[WHAT YOU SHOULD DO]
Can you give the lines below as a numbered list, skipping blank lines and leaving out the pictures?

begin

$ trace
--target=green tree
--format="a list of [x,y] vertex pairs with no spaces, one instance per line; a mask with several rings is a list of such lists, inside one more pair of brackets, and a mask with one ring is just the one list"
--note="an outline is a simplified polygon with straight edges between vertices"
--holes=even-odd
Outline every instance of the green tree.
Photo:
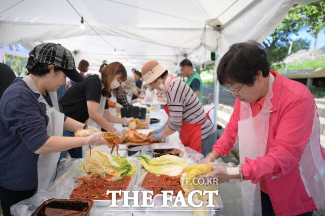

end

[WRITTEN SOLUTION]
1. $ trace
2. --target=green tree
3. --format="a list of [x,y] vertex pairs with no spaces, one instance per line; a mask with several rings is a list of such lists, inside one more pair of brackets, and a mask with one ring is just the one list"
4. --note="an outline is a simplified polygon with straight edges between vertices"
5. --holes=even-odd
6. Outline every instance of the green tree.
7. Photo:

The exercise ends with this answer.